> _EXERCISE BRIEF_
Output the listing from its start through the line containing "[[[160,111],[160,146],[177,170],[224,169],[225,145]]]" as a two-column CSV with the headers input and output. Give one row per segment command, holding the command text and the polygon data that follows it, each in a single quoted field with line breaks replaced by spaces, and leave out the pictures.

# # # # #

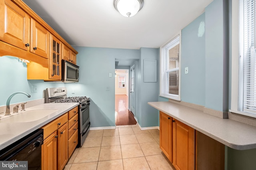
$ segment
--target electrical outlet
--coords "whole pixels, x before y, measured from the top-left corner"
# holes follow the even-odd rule
[[[185,73],[188,74],[188,67],[185,67]]]
[[[32,93],[37,92],[37,86],[36,85],[32,85],[31,87],[31,90],[32,91]]]

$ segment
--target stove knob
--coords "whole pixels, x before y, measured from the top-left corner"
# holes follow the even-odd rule
[[[38,147],[40,146],[40,141],[37,140],[35,142],[35,146],[36,147]]]

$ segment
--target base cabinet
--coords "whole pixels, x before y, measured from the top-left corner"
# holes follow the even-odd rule
[[[160,111],[160,146],[177,170],[224,169],[225,145]]]

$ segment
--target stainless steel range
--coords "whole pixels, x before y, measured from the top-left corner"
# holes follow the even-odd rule
[[[90,129],[90,98],[86,96],[67,97],[66,87],[48,88],[44,91],[46,103],[79,103],[78,147],[81,147],[85,140]]]

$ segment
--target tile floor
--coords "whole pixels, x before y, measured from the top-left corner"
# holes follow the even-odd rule
[[[137,125],[90,130],[64,170],[175,170],[159,148],[159,130]]]

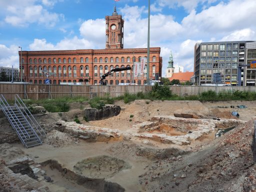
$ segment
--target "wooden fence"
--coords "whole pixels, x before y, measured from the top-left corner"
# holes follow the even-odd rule
[[[173,94],[180,96],[197,95],[212,90],[216,92],[236,90],[256,92],[256,86],[170,86]],[[0,84],[0,94],[8,100],[14,100],[14,94],[18,94],[23,99],[40,100],[56,98],[63,96],[83,96],[88,98],[104,97],[107,94],[111,97],[124,95],[126,92],[136,94],[149,92],[150,86],[74,86],[55,84]]]

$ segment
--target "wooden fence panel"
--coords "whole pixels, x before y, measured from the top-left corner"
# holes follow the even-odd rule
[[[256,92],[256,86],[170,86],[172,94],[179,96],[198,95],[212,90],[220,92],[236,90]],[[49,92],[50,90],[50,92]],[[150,92],[150,86],[74,86],[56,84],[0,84],[0,94],[8,100],[14,100],[14,94],[23,99],[40,100],[56,98],[64,96],[82,96],[118,97],[126,92],[131,94],[139,92]]]

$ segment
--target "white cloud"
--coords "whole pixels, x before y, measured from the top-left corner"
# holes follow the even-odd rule
[[[88,40],[75,36],[72,38],[64,38],[56,45],[47,42],[45,39],[34,39],[29,46],[30,50],[72,50],[92,48],[93,44]]]
[[[96,45],[104,48],[106,42],[106,21],[104,19],[89,20],[84,22],[80,27],[81,36]]]
[[[206,0],[158,0],[159,5],[162,7],[166,6],[170,8],[175,8],[176,6],[183,6],[188,12],[196,8],[200,2],[204,2]]]
[[[193,10],[182,21],[189,34],[219,34],[254,26],[256,1],[234,0],[220,2],[197,14]]]
[[[18,68],[18,52],[20,49],[18,46],[12,45],[7,47],[4,44],[0,44],[0,66]]]
[[[252,40],[256,40],[256,34],[250,28],[236,30],[231,34],[222,38],[220,41]]]
[[[53,6],[57,1],[42,0],[42,3]],[[60,19],[64,19],[63,14],[49,12],[36,0],[1,1],[0,6],[0,11],[6,15],[4,22],[14,26],[26,26],[30,24],[38,23],[52,27]]]

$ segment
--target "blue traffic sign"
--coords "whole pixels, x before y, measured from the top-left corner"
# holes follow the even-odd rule
[[[50,84],[50,80],[46,78],[45,80],[45,82],[46,82],[46,84]]]

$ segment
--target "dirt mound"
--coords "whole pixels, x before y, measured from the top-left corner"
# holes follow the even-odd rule
[[[90,178],[110,178],[122,170],[130,168],[124,160],[108,156],[89,158],[74,166],[76,172]]]
[[[44,142],[54,148],[62,148],[69,145],[76,145],[79,140],[64,132],[52,130],[48,132]]]

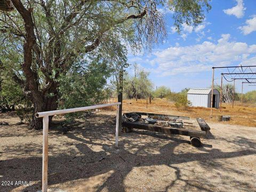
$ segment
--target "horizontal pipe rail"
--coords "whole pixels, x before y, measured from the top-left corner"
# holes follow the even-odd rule
[[[109,106],[116,106],[116,139],[115,146],[118,146],[119,110],[121,102],[109,104],[97,105],[89,107],[78,107],[73,109],[56,110],[50,111],[38,112],[35,114],[37,118],[43,117],[43,167],[42,191],[47,192],[48,188],[48,130],[49,116],[54,115],[66,114],[70,113],[83,111],[87,110],[98,109]]]
[[[121,102],[116,102],[116,103],[109,103],[109,104],[98,105],[94,105],[94,106],[89,106],[89,107],[77,107],[77,108],[72,108],[72,109],[60,109],[60,110],[56,110],[54,111],[38,112],[36,114],[36,117],[43,117],[45,116],[53,116],[54,115],[66,114],[70,113],[83,111],[86,110],[94,109],[97,109],[99,108],[120,105],[121,104]]]

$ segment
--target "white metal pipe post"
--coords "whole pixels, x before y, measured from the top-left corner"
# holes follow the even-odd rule
[[[98,105],[92,106],[78,107],[76,108],[57,110],[54,111],[39,112],[36,114],[36,117],[43,117],[43,169],[42,188],[42,192],[47,192],[48,188],[48,131],[49,126],[49,116],[54,115],[65,114],[70,113],[83,111],[87,110],[97,109],[109,106],[117,106],[116,123],[116,139],[115,146],[118,146],[118,127],[119,105],[121,102],[110,104]]]
[[[213,86],[214,82],[214,68],[212,68],[212,96],[211,98],[211,117],[212,117],[212,103],[213,102]]]
[[[48,179],[48,130],[49,116],[43,117],[43,169],[42,191],[47,191]]]

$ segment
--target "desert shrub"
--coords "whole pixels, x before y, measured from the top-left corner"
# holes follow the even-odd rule
[[[175,107],[182,110],[188,110],[191,107],[192,103],[188,101],[186,97],[179,94],[177,100],[174,103]]]
[[[163,98],[170,93],[171,91],[170,88],[161,86],[153,92],[152,96],[156,98]]]

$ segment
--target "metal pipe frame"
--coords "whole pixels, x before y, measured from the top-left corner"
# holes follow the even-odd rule
[[[246,68],[245,70],[249,68],[250,69],[250,71],[251,73],[233,73],[234,72],[235,70],[236,70],[236,68],[237,69],[242,69],[242,70],[243,70],[243,68]],[[228,81],[223,75],[256,75],[256,71],[255,73],[253,73],[252,68],[256,68],[256,66],[226,66],[226,67],[212,67],[212,95],[211,95],[211,117],[212,117],[212,103],[213,103],[213,86],[214,86],[214,69],[221,69],[221,68],[226,68],[228,69],[229,68],[235,68],[232,73],[230,73],[229,70],[228,71],[229,73],[221,73],[221,98],[220,98],[220,110],[221,111],[221,95],[222,95],[222,78],[224,77],[226,80]],[[240,69],[239,69],[239,71],[241,72],[241,71]],[[234,89],[234,86],[235,86],[235,81],[236,79],[245,79],[248,82],[248,83],[251,83],[247,79],[256,79],[256,78],[230,78],[231,79],[233,79],[233,81],[229,81],[229,82],[232,82],[234,81],[234,84],[233,84],[233,88]],[[256,82],[255,82],[256,83]],[[250,85],[250,86],[254,86],[254,85]],[[234,91],[233,91],[234,92]],[[233,103],[232,106],[234,108],[234,94],[233,93]]]
[[[221,75],[256,75],[256,73],[226,73]]]
[[[256,66],[230,66],[230,67],[212,67],[213,69],[221,68],[243,68],[243,67],[256,67]]]
[[[47,192],[48,188],[48,131],[49,126],[49,116],[55,115],[66,114],[70,113],[83,111],[87,110],[98,109],[109,106],[117,106],[116,122],[115,146],[118,146],[118,127],[119,127],[119,109],[121,102],[109,104],[98,105],[89,107],[78,107],[72,109],[57,110],[54,111],[37,113],[35,115],[37,118],[43,117],[43,170],[42,191]]]

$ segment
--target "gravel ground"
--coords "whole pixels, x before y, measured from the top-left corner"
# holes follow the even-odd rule
[[[114,147],[114,111],[49,134],[49,185],[68,191],[256,191],[256,127],[209,123],[214,138],[195,148],[188,137],[143,131]],[[42,131],[0,114],[0,191],[41,189]],[[13,181],[4,186],[5,181]],[[21,186],[15,181],[32,181]],[[17,185],[15,185],[17,184]]]

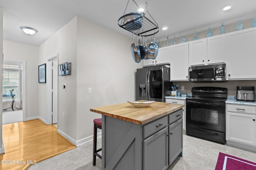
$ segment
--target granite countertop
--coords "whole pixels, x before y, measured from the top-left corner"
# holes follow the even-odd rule
[[[166,99],[182,99],[184,100],[185,100],[188,98],[189,98],[189,96],[166,96]]]
[[[144,102],[139,100],[137,102]],[[100,107],[90,111],[139,125],[143,125],[178,110],[183,104],[156,102],[146,107],[136,107],[128,102]]]
[[[255,98],[256,102],[245,102],[245,101],[238,101],[236,98],[236,96],[228,96],[228,99],[226,101],[226,104],[244,104],[246,105],[254,105],[256,106],[256,98]]]

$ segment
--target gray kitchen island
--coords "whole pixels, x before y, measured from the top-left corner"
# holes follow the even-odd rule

# # # # #

> _PROBLEM SOLUTION_
input,output
"$ segment --target electrical outlet --coords ""whole pixels, x before y, measured from the top-left corner"" # holes follow the even-odd rule","[[[185,73],[188,74],[188,67],[185,67]]] [[[32,93],[37,92],[37,86],[36,85],[32,85],[31,87],[31,90],[32,91]]]"
"$ segment --target stove knob --coords ""whole pixels, x before y, measured from the top-left corner"" # holes follow the even-odd rule","[[[38,147],[40,146],[40,141],[37,140],[35,142],[35,146],[36,147]]]"
"$ segment --target base cabinet --coords ""whole pixels, x before y, measured from the top-left corner"" # holes follow the even-odd rule","[[[160,111],[160,146],[177,170],[224,169],[225,145]]]"